▶ _DIRECTIONS_: Put every line of the records below into a Markdown table with the columns No. and Line, numbering the rows and omitting blank lines. Leave the pictures out of your answer.

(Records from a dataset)
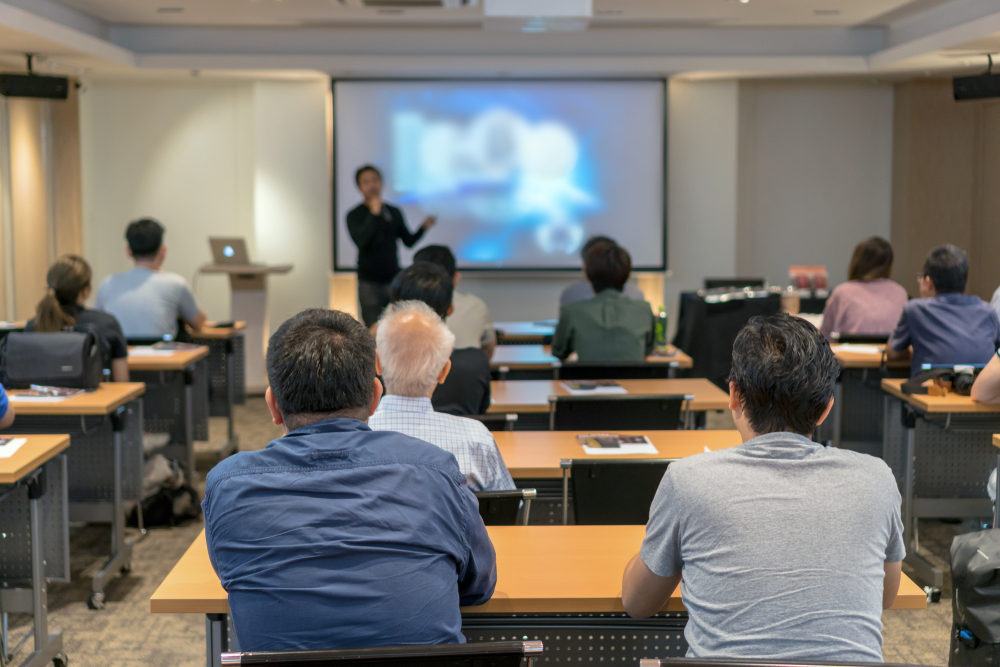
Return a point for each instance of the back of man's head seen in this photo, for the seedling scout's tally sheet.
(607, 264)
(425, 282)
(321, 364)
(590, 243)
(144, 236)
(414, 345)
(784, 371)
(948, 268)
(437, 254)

▶ _SOLUTION BELOW_:
| No. | Line |
|---|---|
| 1 | Return a point for each instance of the back of man's head seen in this photo, for the seedling scout's tally sheet. |
| 2 | (607, 264) |
| 3 | (425, 282) |
| 4 | (321, 364) |
| 5 | (590, 243) |
| 6 | (144, 236) |
| 7 | (414, 345) |
| 8 | (784, 371) |
| 9 | (948, 268) |
| 10 | (437, 254) |